> REQUIRED WORK: Extract every line of the records below verbatim, leaving out the pictures.

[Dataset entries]
+--
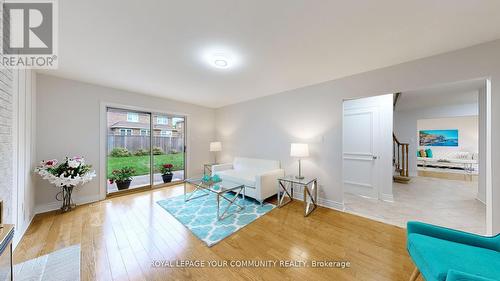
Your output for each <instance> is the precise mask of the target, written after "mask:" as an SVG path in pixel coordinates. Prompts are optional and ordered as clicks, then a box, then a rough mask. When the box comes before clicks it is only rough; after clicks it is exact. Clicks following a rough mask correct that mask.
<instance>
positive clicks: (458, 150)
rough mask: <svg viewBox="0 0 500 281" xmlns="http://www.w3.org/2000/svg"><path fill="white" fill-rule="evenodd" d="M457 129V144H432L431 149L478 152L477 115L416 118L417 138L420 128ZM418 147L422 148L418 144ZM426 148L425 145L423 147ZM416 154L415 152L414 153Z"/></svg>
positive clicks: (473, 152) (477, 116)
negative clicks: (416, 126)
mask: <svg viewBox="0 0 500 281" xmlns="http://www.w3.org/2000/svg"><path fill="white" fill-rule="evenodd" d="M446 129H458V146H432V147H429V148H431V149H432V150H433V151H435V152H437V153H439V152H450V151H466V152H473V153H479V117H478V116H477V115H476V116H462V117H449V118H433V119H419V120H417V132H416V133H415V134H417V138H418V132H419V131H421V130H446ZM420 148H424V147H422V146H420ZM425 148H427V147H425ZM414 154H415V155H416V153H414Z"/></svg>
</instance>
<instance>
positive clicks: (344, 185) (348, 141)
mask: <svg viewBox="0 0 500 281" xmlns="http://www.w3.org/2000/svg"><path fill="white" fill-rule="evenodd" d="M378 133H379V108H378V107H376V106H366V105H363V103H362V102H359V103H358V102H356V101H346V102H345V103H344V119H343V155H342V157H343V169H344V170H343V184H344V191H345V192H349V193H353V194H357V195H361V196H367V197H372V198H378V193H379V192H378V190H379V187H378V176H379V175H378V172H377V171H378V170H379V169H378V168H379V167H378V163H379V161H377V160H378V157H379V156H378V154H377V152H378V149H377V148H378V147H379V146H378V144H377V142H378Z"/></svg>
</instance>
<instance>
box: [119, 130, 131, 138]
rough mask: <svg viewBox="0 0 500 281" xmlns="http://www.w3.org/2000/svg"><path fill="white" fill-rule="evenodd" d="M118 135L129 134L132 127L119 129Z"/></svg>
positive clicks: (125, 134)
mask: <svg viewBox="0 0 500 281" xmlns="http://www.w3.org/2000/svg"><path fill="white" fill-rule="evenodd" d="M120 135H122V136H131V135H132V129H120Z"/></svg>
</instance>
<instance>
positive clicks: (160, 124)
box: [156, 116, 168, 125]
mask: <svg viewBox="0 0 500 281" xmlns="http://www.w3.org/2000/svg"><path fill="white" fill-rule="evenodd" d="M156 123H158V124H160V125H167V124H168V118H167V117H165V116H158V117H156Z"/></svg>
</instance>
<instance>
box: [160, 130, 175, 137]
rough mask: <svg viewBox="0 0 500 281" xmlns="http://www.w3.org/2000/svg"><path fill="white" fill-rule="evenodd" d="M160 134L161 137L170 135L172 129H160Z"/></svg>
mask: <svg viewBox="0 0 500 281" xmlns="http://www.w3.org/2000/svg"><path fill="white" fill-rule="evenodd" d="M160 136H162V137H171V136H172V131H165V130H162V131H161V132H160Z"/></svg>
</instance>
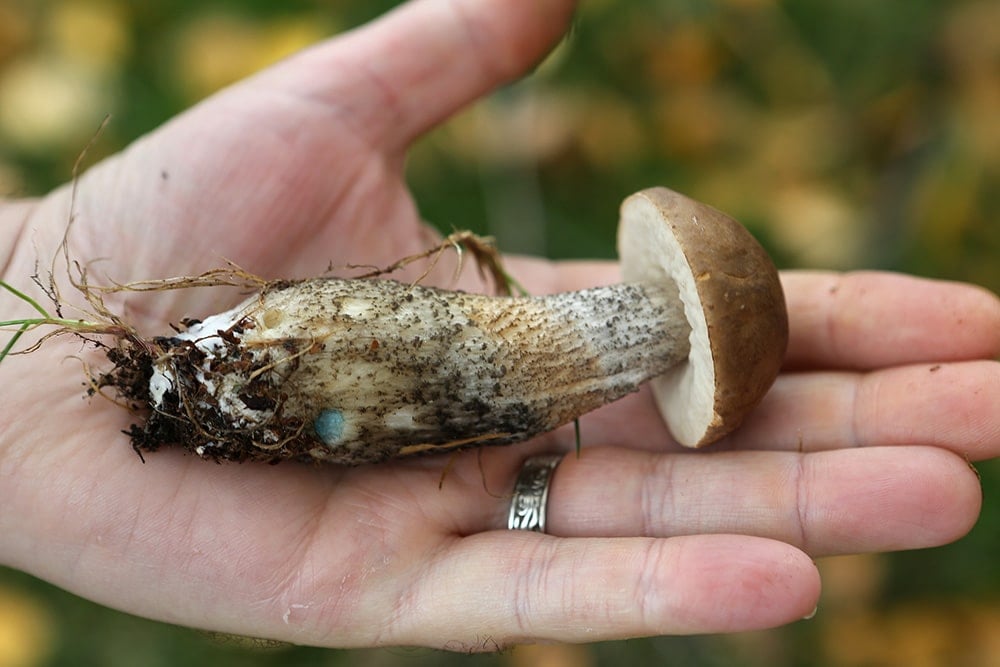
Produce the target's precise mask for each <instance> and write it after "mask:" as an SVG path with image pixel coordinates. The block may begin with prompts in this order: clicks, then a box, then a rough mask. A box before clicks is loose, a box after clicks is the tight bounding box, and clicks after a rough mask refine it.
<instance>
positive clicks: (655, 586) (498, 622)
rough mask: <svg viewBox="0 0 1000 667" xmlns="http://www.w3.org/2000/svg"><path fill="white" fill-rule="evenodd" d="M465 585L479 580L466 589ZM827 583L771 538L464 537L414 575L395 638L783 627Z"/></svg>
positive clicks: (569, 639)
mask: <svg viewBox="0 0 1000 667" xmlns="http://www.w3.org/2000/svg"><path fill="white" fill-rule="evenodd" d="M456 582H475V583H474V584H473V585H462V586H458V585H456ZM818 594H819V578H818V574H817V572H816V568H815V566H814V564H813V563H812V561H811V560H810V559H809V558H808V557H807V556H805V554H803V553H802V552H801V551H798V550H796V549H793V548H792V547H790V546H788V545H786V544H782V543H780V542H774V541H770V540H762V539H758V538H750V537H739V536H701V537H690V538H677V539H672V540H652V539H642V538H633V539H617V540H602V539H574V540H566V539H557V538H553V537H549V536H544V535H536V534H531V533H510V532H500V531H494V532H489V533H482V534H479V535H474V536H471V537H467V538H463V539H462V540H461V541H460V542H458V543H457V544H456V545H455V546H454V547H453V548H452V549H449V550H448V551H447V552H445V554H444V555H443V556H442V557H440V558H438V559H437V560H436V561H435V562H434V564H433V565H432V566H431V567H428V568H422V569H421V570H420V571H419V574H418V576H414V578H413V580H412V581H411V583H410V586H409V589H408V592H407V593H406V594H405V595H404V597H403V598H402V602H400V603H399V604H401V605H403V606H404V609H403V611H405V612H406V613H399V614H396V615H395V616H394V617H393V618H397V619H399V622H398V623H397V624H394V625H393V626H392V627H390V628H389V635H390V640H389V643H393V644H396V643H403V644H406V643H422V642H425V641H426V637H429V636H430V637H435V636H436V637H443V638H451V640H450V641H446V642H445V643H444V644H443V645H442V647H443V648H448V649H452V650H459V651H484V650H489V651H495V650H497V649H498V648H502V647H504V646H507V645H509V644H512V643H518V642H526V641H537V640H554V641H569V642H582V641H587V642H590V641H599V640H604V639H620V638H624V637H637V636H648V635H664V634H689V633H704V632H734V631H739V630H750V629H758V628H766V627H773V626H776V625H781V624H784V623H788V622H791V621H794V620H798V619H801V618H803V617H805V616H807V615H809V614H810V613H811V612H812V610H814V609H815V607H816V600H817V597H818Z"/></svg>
+--
> EXERCISE RESPONSE:
Your output for each <instance> is the precise mask of the target, written after "mask:" as an SVG path in pixel coordinates. Prompts are optional and ordered as clicks, then a box, then a rough mask. When the box comes before clicks it is only rough; after clicks it is exact. Clicks following a rough mask correct that mask.
<instance>
positive clicks: (458, 150)
rough mask: <svg viewBox="0 0 500 281" xmlns="http://www.w3.org/2000/svg"><path fill="white" fill-rule="evenodd" d="M457 129V144H432L431 149L478 152L477 115L416 118L417 138L420 128ZM418 147L422 148L418 144ZM426 148L425 145L423 147ZM416 154L415 152L414 153Z"/></svg>
positive clicks: (473, 152) (477, 116)
negative clicks: (416, 126)
mask: <svg viewBox="0 0 500 281" xmlns="http://www.w3.org/2000/svg"><path fill="white" fill-rule="evenodd" d="M446 129H458V146H432V147H429V148H431V149H432V150H433V151H435V152H437V153H439V152H450V151H466V152H473V153H479V117H478V116H477V115H476V116H462V117H449V118H433V119H419V120H417V132H416V133H415V134H417V138H418V132H419V131H421V130H446ZM420 148H424V147H422V146H420ZM425 148H427V147H425ZM414 154H415V155H416V153H414Z"/></svg>
</instance>
<instance>
positive clicks: (344, 185) (348, 141)
mask: <svg viewBox="0 0 500 281" xmlns="http://www.w3.org/2000/svg"><path fill="white" fill-rule="evenodd" d="M378 133H379V108H378V107H376V106H366V105H363V103H362V102H359V103H358V102H356V101H346V102H345V103H344V119H343V155H342V157H343V169H344V170H343V184H344V191H345V192H349V193H353V194H357V195H361V196H367V197H372V198H378V193H379V192H378V190H379V187H378V176H379V175H378V172H377V171H378V170H379V169H378V168H379V167H378V163H379V161H377V160H378V157H379V156H378V154H377V152H378V149H377V148H378V147H379V146H378V144H377V142H378Z"/></svg>
</instance>
<instance>
box: [119, 130, 131, 138]
rough mask: <svg viewBox="0 0 500 281" xmlns="http://www.w3.org/2000/svg"><path fill="white" fill-rule="evenodd" d="M118 135L129 134L132 127L119 129Z"/></svg>
positive clicks: (125, 134)
mask: <svg viewBox="0 0 500 281" xmlns="http://www.w3.org/2000/svg"><path fill="white" fill-rule="evenodd" d="M120 135H122V136H131V135H132V129H120Z"/></svg>
</instance>
<instance>
positive clicks: (160, 124)
box: [156, 116, 168, 125]
mask: <svg viewBox="0 0 500 281" xmlns="http://www.w3.org/2000/svg"><path fill="white" fill-rule="evenodd" d="M156 123H158V124H160V125H167V124H168V118H167V117H165V116H158V117H156Z"/></svg>
</instance>
<instance>
box: [160, 130, 175, 137]
rough mask: <svg viewBox="0 0 500 281" xmlns="http://www.w3.org/2000/svg"><path fill="white" fill-rule="evenodd" d="M160 134L161 137L170 135L172 129H160Z"/></svg>
mask: <svg viewBox="0 0 500 281" xmlns="http://www.w3.org/2000/svg"><path fill="white" fill-rule="evenodd" d="M160 136H162V137H171V136H172V131H165V130H162V131H161V132H160Z"/></svg>
</instance>
Produce the target's precise mask for each <instance> and write it after "mask:" as an SVG path with image pixel coordinates. The block may begin with prompts in this order: clicks, then a box, then a rough mask. A box before clicks is loose, a box after clicks is the tight bounding box, and clicks after a rough mask refine it.
<instance>
positive clicks: (655, 586) (498, 622)
rough mask: <svg viewBox="0 0 1000 667" xmlns="http://www.w3.org/2000/svg"><path fill="white" fill-rule="evenodd" d="M465 585L479 580L466 589ZM827 583L771 538L464 537L414 575L395 638L783 627Z"/></svg>
positive clicks: (569, 639)
mask: <svg viewBox="0 0 1000 667" xmlns="http://www.w3.org/2000/svg"><path fill="white" fill-rule="evenodd" d="M456 582H475V583H474V584H473V585H462V586H458V585H456ZM818 594H819V578H818V574H817V572H816V568H815V566H814V564H813V563H812V561H811V560H810V559H809V558H808V557H807V556H805V554H803V553H802V552H801V551H798V550H796V549H793V548H792V547H790V546H788V545H786V544H782V543H780V542H774V541H770V540H762V539H758V538H750V537H739V536H701V537H690V538H677V539H672V540H652V539H642V538H633V539H617V540H602V539H574V540H566V539H557V538H553V537H549V536H544V535H536V534H531V533H510V532H500V531H494V532H489V533H482V534H479V535H474V536H471V537H467V538H463V539H462V540H461V541H460V542H458V543H457V544H456V545H455V546H454V547H453V548H452V549H449V550H448V551H447V552H445V554H444V555H443V556H442V557H440V558H438V559H437V560H436V561H435V562H434V564H433V565H432V566H431V567H428V568H422V569H421V570H420V571H419V574H418V576H414V578H413V580H412V581H411V583H410V586H409V589H408V592H407V593H406V594H405V595H404V597H403V598H402V602H400V603H399V604H401V605H403V606H404V609H403V611H405V612H406V613H399V614H396V615H395V616H394V617H393V618H397V619H399V622H398V623H397V624H394V625H393V626H392V627H390V628H389V635H390V640H389V643H393V644H396V643H403V644H406V643H422V642H425V641H426V637H429V636H430V637H435V636H436V637H443V638H451V640H450V641H446V642H445V643H444V644H443V645H442V647H443V648H448V649H452V650H459V651H484V650H489V651H495V650H497V649H498V648H502V647H504V646H507V645H509V644H512V643H518V642H526V641H537V640H554V641H569V642H582V641H587V642H590V641H599V640H604V639H620V638H624V637H637V636H648V635H664V634H689V633H704V632H734V631H739V630H750V629H758V628H766V627H773V626H776V625H781V624H784V623H788V622H791V621H794V620H798V619H801V618H803V617H805V616H807V615H809V614H810V613H811V612H812V610H814V609H815V607H816V600H817V597H818Z"/></svg>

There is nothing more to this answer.